• PROBLEM TO WORK ON:
Produce an exact copy of the lines from the line containing "Expected: the position of each instance of the owl's spotted" through the last line of the entries below, and only those lines.

• GIVEN RECORDS:

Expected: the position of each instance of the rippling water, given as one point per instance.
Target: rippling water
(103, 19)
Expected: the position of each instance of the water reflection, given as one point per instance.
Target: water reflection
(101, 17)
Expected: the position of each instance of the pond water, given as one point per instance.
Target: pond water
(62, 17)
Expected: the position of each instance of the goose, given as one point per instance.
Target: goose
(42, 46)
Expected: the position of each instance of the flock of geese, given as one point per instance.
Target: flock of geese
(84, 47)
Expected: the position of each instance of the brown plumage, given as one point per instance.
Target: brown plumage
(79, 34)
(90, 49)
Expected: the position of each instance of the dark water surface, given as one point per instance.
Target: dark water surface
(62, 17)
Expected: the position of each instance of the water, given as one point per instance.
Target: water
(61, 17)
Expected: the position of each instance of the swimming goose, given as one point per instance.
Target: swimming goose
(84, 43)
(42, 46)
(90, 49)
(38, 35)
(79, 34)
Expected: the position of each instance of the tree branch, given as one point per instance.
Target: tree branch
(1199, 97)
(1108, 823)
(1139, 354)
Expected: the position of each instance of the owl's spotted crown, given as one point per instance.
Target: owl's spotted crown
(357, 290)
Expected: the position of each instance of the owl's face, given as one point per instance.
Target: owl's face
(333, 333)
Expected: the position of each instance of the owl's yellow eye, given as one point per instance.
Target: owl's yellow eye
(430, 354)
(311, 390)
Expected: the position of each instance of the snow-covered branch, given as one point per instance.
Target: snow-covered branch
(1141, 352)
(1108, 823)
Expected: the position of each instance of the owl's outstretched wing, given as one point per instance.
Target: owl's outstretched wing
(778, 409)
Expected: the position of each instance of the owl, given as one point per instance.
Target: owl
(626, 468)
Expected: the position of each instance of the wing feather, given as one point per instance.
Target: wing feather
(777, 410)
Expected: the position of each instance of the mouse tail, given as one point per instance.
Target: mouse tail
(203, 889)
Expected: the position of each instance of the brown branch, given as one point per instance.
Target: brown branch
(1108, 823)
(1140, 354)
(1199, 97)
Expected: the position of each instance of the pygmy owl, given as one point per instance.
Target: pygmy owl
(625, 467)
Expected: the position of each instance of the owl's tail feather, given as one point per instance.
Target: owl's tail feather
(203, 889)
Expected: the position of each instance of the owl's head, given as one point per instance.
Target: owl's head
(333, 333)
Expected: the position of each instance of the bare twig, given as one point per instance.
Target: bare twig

• RESPONSE TO THE EXERCISE:
Expected: the position of each instance of the owl's spotted crown, given as one point per instance.
Target: owl's spotted crown
(357, 290)
Expected: the position of each instance of the owl's face, given as one point per instance.
Target: owl's face
(333, 333)
Expected: the position of each instance of the owl's yellow eye, given as one point per instance.
Target: owl's yellow eye
(430, 354)
(311, 390)
Expected: the position of each instance of the snow-covered branch, given as one point per instance.
Target: snow-covered branch
(1141, 352)
(1108, 823)
Expected: the position of each instance of the owl's outstretched wing, given as one point per instance.
Target: owl's outstretched wing
(778, 409)
Expected: the position of each instance of the owl, given as one point per instance.
Target: owl
(626, 468)
Expected: the position of each instance of the wing feather, given as one point per instance.
Target: wing feather
(777, 410)
Expected: the position of each instance of the mouse tail, given as one point per instance.
Target: mouse tail
(203, 889)
Expected: the position of each instance of the brown branch, given as one point per instance.
Target: brown branch
(1108, 823)
(1140, 354)
(1199, 97)
Expected: the position of each instance of the pygmy owl, given as one point per instance.
Target: pygmy owl
(625, 467)
Expected: the position of each instance of the owl's tail feather, given as one point per instance.
Target: owl's tail feather
(203, 889)
Expected: the position of each instance of the owl's head, given as one point per instance.
Target: owl's head
(333, 333)
Expected: the position of each instance of the bare twig, given as one point per instance.
Target: bare twig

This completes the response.